### Source extract
Thursday, October 30, 2008

A Good Day

Well, I just learned that Jukebox Journal is going to publish my short story "The Long Run". It's one of my favorite stories but, up until now, one of my least appreciated by editors. Thank you to Jukebox Journal editor, Sara Wigal! That lady has vision!

Check out Jukebox Journal and think about sending them a subscription. Looks like they're going to make a go at it as a quarterly.

http://www.jukeboxjournal.com/

Tuesday, October 28, 2008

A Book

Most readers know of Aldous Huxley of Brave New World fame. What I didn't know was just how many books the guy had written. It looks like 11 at least. I'm reading one right now. It's called Ape and Essence. It's a strange little book, but now that I'm about 50 pages into it, I'm really starting to like it.

It's weird, though. Two executives on a studio lot find a movie script called Ape and Essence. For no real reason, they drive to where the screen writer lives only to find out that he died. Then the book basically says, "but anyway, here's his script . . ." and then it launches into the movie script, which turns out to be the novel.

[Data records]
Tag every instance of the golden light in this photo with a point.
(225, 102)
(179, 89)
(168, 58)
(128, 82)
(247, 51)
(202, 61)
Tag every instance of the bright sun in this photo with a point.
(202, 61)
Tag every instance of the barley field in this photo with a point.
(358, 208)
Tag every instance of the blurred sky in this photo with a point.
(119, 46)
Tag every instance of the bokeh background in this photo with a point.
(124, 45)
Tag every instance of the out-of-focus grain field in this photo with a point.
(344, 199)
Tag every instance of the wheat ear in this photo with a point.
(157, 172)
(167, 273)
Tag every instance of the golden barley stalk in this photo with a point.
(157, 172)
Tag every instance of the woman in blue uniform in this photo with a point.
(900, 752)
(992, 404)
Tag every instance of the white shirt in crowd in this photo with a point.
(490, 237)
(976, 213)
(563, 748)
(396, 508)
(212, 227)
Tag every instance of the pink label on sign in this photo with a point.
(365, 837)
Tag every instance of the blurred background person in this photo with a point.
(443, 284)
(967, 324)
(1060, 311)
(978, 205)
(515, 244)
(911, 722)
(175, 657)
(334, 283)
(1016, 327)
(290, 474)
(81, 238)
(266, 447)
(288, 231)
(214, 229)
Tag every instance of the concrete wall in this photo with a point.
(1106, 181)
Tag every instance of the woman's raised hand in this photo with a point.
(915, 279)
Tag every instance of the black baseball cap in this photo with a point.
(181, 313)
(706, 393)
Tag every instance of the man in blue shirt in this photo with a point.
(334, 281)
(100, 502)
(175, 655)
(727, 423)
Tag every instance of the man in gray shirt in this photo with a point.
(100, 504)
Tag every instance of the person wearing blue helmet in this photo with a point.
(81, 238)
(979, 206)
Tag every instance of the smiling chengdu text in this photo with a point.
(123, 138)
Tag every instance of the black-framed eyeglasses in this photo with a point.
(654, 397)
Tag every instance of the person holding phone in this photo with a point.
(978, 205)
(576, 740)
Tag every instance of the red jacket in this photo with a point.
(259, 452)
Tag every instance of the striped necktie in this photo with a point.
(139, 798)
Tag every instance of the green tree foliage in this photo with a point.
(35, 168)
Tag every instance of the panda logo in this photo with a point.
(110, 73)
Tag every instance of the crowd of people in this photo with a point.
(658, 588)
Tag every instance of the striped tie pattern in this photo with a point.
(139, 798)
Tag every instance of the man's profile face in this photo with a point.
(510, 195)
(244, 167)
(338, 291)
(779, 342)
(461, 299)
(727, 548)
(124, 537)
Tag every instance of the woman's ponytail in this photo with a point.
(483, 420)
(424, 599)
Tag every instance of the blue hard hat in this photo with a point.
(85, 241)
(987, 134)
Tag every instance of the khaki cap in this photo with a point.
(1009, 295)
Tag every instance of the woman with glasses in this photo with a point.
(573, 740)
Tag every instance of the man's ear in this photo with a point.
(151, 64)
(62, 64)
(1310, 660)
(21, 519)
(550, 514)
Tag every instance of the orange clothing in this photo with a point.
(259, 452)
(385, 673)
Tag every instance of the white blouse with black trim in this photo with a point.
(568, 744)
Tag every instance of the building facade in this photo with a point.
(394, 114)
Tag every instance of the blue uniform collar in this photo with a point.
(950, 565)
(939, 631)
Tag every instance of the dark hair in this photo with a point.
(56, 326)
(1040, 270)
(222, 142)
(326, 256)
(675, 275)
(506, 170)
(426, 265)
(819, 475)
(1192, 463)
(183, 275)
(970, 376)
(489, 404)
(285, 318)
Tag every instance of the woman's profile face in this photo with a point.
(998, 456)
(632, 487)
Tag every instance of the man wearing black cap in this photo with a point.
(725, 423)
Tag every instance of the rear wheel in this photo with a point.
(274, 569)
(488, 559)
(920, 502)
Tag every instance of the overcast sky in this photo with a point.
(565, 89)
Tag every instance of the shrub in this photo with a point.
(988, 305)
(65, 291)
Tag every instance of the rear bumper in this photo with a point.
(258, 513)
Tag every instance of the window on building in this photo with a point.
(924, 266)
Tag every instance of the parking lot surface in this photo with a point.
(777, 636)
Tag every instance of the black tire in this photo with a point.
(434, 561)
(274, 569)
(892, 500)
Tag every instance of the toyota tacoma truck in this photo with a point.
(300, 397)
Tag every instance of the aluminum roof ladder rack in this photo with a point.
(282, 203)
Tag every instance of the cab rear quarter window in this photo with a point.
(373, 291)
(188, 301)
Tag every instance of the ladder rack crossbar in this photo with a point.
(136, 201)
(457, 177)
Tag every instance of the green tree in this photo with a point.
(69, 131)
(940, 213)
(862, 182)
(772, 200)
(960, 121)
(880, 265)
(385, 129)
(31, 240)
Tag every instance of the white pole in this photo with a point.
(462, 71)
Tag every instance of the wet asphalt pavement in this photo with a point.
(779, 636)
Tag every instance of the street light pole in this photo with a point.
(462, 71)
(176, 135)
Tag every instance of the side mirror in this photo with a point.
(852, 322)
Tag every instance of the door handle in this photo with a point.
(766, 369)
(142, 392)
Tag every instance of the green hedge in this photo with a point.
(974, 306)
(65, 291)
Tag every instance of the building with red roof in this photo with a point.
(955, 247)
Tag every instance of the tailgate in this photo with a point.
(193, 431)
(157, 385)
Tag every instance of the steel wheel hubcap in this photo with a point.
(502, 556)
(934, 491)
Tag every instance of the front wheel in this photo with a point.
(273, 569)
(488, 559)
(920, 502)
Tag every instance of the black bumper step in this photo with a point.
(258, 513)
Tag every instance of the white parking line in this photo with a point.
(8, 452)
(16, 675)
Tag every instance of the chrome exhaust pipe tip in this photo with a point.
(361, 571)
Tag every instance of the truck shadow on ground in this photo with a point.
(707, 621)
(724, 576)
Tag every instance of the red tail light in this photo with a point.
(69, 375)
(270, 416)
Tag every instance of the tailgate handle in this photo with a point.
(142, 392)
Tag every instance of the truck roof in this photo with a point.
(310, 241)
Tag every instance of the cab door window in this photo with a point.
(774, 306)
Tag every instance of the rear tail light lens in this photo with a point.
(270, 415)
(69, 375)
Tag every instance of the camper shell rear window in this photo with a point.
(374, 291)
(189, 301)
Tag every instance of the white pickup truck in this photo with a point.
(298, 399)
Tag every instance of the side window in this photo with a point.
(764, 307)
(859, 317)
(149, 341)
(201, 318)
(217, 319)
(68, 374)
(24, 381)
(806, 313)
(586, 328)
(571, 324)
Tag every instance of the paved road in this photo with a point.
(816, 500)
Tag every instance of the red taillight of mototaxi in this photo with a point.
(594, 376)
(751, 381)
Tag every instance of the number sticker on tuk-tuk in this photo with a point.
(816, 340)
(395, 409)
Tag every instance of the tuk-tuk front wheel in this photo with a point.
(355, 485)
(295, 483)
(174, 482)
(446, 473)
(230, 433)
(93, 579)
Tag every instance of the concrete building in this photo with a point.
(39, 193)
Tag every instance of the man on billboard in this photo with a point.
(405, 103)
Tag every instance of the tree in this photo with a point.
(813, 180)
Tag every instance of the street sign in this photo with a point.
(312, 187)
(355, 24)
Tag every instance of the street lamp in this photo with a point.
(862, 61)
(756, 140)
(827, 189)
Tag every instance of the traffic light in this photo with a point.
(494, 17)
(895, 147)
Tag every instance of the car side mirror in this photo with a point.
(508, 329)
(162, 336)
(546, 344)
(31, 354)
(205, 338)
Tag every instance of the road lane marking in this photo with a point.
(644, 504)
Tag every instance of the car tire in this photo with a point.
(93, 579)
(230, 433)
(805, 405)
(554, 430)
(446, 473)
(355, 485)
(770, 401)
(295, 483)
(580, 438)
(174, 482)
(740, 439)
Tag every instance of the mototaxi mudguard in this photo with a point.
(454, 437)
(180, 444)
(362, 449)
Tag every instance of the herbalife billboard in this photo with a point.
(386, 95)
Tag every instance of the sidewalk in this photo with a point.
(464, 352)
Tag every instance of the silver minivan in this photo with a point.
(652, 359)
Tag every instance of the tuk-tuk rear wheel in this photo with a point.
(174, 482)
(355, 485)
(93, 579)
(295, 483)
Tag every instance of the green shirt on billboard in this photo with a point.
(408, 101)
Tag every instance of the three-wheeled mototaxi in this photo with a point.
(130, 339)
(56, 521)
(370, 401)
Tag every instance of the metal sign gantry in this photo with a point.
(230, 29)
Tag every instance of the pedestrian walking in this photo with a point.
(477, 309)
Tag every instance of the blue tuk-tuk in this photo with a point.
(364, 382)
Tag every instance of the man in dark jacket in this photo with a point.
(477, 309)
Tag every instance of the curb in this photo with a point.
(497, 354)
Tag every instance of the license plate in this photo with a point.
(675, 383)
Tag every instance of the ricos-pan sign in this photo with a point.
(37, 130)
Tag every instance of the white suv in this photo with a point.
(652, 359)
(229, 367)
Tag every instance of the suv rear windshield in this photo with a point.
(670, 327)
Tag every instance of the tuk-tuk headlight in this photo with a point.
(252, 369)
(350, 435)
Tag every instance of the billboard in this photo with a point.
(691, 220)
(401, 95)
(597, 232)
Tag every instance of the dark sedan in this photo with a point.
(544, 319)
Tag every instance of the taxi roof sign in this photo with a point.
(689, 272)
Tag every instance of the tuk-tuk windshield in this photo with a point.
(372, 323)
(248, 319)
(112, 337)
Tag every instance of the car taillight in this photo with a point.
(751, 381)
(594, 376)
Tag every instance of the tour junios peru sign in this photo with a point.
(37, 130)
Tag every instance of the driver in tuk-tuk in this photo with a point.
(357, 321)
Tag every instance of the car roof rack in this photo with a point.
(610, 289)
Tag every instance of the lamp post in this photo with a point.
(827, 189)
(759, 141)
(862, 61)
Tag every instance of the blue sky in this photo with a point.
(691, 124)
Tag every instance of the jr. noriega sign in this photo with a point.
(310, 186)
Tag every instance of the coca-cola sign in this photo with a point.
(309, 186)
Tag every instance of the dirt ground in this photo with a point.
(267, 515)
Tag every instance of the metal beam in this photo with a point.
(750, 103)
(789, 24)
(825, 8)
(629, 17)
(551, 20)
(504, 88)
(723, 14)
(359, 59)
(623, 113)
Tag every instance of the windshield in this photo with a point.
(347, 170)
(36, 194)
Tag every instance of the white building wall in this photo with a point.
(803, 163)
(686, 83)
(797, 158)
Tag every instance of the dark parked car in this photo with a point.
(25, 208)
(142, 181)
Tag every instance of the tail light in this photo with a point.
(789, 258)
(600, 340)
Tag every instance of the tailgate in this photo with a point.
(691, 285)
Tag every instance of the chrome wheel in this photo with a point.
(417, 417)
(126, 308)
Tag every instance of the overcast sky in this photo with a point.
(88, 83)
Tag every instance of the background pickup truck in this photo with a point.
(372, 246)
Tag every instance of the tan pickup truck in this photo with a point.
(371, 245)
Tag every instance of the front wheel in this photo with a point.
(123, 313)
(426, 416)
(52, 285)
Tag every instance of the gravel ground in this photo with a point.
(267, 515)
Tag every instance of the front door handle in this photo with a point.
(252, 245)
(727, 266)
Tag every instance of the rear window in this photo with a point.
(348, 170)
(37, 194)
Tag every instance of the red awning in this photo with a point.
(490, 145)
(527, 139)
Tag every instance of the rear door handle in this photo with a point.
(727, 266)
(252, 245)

### Complete the following
[A] For each statement, say whether it agrees with the blog entries. Answer yes or no and quote the deciding words: (i) Jukebox Journal will publish the short story "The Long Run"; (ii) the writer is about 100 pages into Ape and Essence; (iii) the two executives find the screenwriter still alive.
[B] According to the blog entries, who is the editor of Jukebox Journal?
The items are separate material and are not part of the blog entries.

### Expected answers
[A]
(i) Yes: "Jukebox Journal is going to publish my short story "The Long Run""
(ii) No: "now that I'm about 50 pages into it"
(iii) No: "only to find out that he died"

[B] Sara Wigal.